_What you have to do_
Please replace "Labeling batch C" with "Labeling batch D" everywhere in the material below and give it back otherwise unchanged. Leave the pictures out of your answer.

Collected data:
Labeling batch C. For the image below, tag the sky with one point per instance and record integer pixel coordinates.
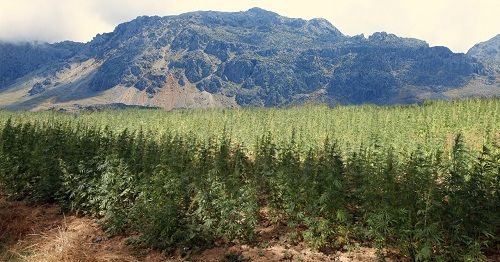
(457, 24)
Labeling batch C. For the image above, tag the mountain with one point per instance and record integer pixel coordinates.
(219, 59)
(488, 53)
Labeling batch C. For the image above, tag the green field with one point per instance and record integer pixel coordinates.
(421, 180)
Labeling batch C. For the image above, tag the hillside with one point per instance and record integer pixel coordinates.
(219, 59)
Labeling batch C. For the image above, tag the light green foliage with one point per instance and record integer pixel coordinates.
(421, 180)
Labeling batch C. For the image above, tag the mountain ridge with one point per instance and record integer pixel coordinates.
(230, 59)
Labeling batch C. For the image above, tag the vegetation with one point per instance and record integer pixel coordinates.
(422, 180)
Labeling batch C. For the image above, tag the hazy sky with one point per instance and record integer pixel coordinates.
(457, 24)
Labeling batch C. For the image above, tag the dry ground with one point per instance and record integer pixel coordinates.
(43, 233)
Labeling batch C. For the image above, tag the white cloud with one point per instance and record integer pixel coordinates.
(458, 24)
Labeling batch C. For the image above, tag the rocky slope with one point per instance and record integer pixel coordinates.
(218, 59)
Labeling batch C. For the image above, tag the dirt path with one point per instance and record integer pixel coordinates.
(43, 233)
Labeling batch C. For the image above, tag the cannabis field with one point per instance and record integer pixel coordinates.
(422, 181)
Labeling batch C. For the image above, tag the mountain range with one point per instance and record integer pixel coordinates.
(253, 58)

_Output for this task_
Labeling batch D. For the image below, tag the sky with one point per instance and record integer pixel coordinates.
(457, 24)
Labeling batch D. For the image above, tag the mountain with one point per instance and record integer pixel coordinates.
(219, 59)
(488, 53)
Labeling batch D. For the image above, tag the green field with one point per instance and record integer pixel coordinates.
(421, 180)
Labeling batch D. For the image above, tag the hillside with one point per instance and record integer pixel coordinates.
(219, 59)
Labeling batch D. For the image above, tag the light green foliage with one point per instance and record integer pixel coordinates.
(421, 180)
Labeling batch D. For the image above, tag the mountain ridge with one point per instance and record integer pixel coordinates.
(230, 59)
Labeling batch D. For the image above, tag the vegetation with one point per instance and record integer pixel coordinates.
(422, 180)
Labeling batch D. For the image above, tag the hazy sky with one point per instance and record integer pixel coordinates.
(457, 24)
Labeling batch D. For the image above, tag the dry ground with one point per instance and record integer pixel coordinates.
(43, 233)
Labeling batch D. For the image above, tag the white cloud with one point per instance and record integer pixel coordinates.
(458, 24)
Labeling batch D. For the image above, tag the rocky slope with one point per instance and record integer pixel coordinates.
(218, 59)
Labeling batch D. For the image above, tag the dirt path with one point per instance and record integer pixel coordinates.
(43, 233)
Labeling batch D. For the image above, tag the cannabis field with one point per instance and record integer pixel coordinates.
(422, 181)
Labeling batch D. For the image above, tag the mountain range with one point per instance and record integer pixel coordinates.
(253, 58)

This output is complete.